▶ _Passage_:

On Mon, Jul 22, 2019 at 02:40:19PM +0200, Julien Rouhaud wrote:
> Right, so I kept the long option.  Also this comment was outdated, as
> the --jobs is now just ignored with a list of indexes, so I fixed that
> too.

+   if (!parallel)
+   {
+       if (user_list == NULL)
+       {
+           /*
+            * Create a dummy list with an empty string, as user requires an
+            * element.
+            */
+           process_list = pg_malloc0(sizeof(SimpleStringList));
+           simple_string_list_append(process_list, "");
+       }
+   }
This part looks a bit hacky and this is needed because we don't have a
list of objects when doing a non-parallel system or database reindex.
The deal is that we just want a list with one element: the database of
the connection.  Wouldn't it be more natural to assign the database
name here using PQdb(conn)?  Then add an assertion at the top of
run_reindex_command() checking for a non-NULL name?

> I considered this, but it would require to adapt all code that declare
> SimpleStringList stack variable (vacuumdb.c, clusterdb.c,
> createuser.c, pg_dumpall.c and pg_dump.c), so it looked like too much
> trouble to avoid 2 local variables here and 1 in vacuumdb.c.  I don't
> have a strong opinion here, so I can go for it if you prefer.

Okay.  This is a tad wider than the original patch proposal, and this
adds two lines.  So let's discard that for now and keep it simple.

>> +$node->issues_sql_like([qw(reindexdb -j2)],
>> +   qr/statement: REINDEX TABLE public.test1/,
>> +   'Global and parallel reindex will issue per-table REINDEX');
>> Would it make sense to have some tests for schemas here?
>>
>> One of my comments in [1] has not been answered.  What about
>> the decomposition of a list of schemas into a list of tables when
>> using the parallel mode?

▶ _What to work on_: Resume the reindexdb patch discussion above from the point where it stops.

▶ _Data_:
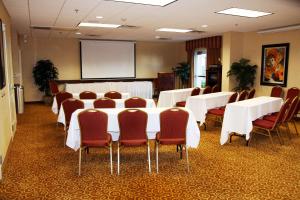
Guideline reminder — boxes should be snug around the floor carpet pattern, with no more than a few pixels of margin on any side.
[0,104,300,200]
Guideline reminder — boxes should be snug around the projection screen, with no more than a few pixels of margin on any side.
[80,40,135,79]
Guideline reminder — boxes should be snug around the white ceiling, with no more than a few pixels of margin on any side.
[3,0,300,41]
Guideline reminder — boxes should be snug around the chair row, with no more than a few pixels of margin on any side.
[78,108,189,175]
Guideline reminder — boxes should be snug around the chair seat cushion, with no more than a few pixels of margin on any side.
[207,108,225,116]
[252,119,274,129]
[176,101,186,107]
[156,132,186,145]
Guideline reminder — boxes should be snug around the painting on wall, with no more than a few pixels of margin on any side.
[260,43,289,87]
[0,19,6,89]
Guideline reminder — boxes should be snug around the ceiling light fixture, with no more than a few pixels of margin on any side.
[78,22,121,28]
[217,8,273,18]
[156,28,193,33]
[106,0,177,6]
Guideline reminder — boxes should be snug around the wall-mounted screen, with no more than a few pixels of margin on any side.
[80,40,135,79]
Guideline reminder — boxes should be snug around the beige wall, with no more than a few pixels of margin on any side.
[222,30,300,96]
[21,38,186,101]
[0,1,16,165]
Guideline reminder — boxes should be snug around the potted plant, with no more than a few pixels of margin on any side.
[172,62,191,88]
[32,60,58,104]
[227,58,257,91]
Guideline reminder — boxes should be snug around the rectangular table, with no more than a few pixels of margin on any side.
[185,92,234,124]
[220,96,282,145]
[52,93,130,114]
[157,88,204,107]
[66,108,200,151]
[57,99,156,125]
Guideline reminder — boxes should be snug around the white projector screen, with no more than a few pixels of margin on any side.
[80,40,135,79]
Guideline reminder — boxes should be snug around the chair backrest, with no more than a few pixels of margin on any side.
[203,86,211,94]
[94,97,116,108]
[227,92,238,103]
[55,92,73,111]
[78,109,109,146]
[211,85,220,93]
[285,87,300,101]
[79,91,97,99]
[238,90,248,101]
[62,98,84,127]
[125,97,147,108]
[49,80,59,95]
[160,108,189,140]
[271,86,283,97]
[104,91,122,99]
[118,109,148,143]
[191,87,201,96]
[283,97,299,122]
[248,88,255,99]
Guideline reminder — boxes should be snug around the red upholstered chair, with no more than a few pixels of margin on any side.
[248,101,289,145]
[237,90,248,101]
[49,80,59,96]
[55,92,73,113]
[124,97,147,108]
[248,88,255,99]
[79,91,97,99]
[202,86,211,94]
[155,108,189,173]
[104,91,122,99]
[118,109,151,174]
[62,98,84,144]
[94,97,116,108]
[211,85,220,93]
[270,86,283,97]
[176,87,201,107]
[78,109,113,176]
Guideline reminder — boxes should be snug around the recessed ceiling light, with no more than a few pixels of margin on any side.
[156,28,192,33]
[106,0,177,6]
[217,8,273,18]
[78,22,121,28]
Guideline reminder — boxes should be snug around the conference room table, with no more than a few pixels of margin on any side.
[57,99,156,125]
[220,96,283,145]
[52,93,130,114]
[185,92,234,124]
[66,108,200,151]
[157,88,204,107]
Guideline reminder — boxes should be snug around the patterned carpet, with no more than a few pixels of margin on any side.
[0,104,300,200]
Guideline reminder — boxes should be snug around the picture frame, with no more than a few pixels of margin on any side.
[260,43,290,87]
[0,19,6,89]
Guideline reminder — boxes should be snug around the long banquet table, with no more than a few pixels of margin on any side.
[220,96,282,145]
[185,92,234,124]
[57,99,156,125]
[66,108,200,151]
[65,81,153,99]
[52,93,130,114]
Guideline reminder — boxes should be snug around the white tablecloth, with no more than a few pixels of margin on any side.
[157,88,204,107]
[185,92,234,124]
[57,99,156,125]
[66,108,200,151]
[52,93,130,114]
[220,96,282,145]
[65,81,153,99]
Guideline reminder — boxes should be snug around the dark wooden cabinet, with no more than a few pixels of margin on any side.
[206,65,222,88]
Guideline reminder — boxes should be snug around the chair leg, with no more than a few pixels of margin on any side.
[109,143,113,174]
[118,142,120,175]
[185,145,190,172]
[78,147,81,176]
[155,142,158,173]
[147,141,151,173]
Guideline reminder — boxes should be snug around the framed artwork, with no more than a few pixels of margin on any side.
[0,19,6,89]
[260,43,290,87]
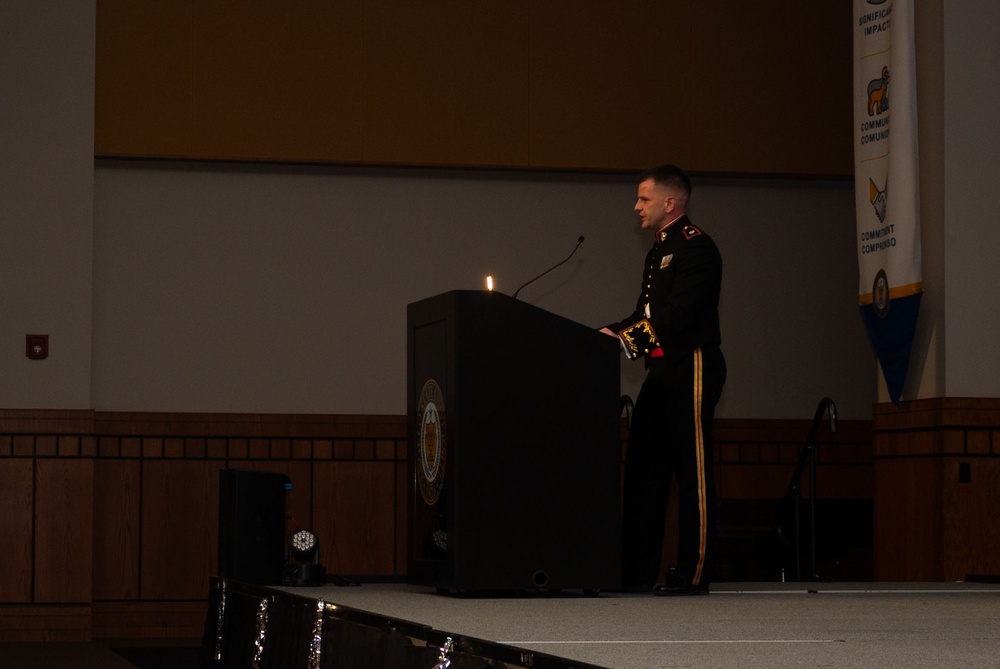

▶ _Task result_:
> 
> I did that in attached v6, and added suitable regression tests.

The two tests for "reindexdb -j2" can be combined into a single call,
checking for both commands to be generated in the same output.  The
second command triggering a reindex on two schemas cannot be used to
check for the generation of both s1.t1 and s2.t2 as the ordering may
not be guaranteed.  The commands arrays also looked inconsistent with
the rest.  Attached is an updated patch with some format modifications
and the fixes for the tests.
--
Michael
diff --git a/doc/src/sgml/ref/reindexdb.sgml b/doc/src/sgml/ref/reindexdb.sgml
index 25b5a72770..477b77c6e9 100644
--- a/doc/src/sgml/ref/reindexdb.sgml
+++ b/doc/src/sgml/ref/reindexdb.sgml
@@ -166,6 +166,31 @@ PostgreSQL documentation
       </listitem>
      </varlistentry>
 
+     <varlistentry>
+      <term><option>-j <replaceable class="parameter">njobs</replaceable></option></term>
+      <term><option>--jobs=<replaceable class="parameter">njobs</replaceable></option></term>
+      <listitem>
+       <para>
+        Execute the reindex commands in parallel by running
+        <replaceable class="parameter">njobs</replaceable>
+        commands simultaneously.  This option reduces the time of the
+        processing but it also increases the load on the database server.
+       </para>
+       <para>
+        <application>reindexdb</application> will open
+        <replaceable class="parameter">njobs</replaceable> connections to the
+        database, so make sure your <xref linkend="guc-max-connections"/>
+        setting is high enough to accommodate all connections.
+       </para>
+       <para>
+        Note that this option is ignored with the <option>--index</option>
+        option to prevent deadlocks when processing multiple indexes from
+        the same relation, and incompatible with the <option>--system</option>
+        option.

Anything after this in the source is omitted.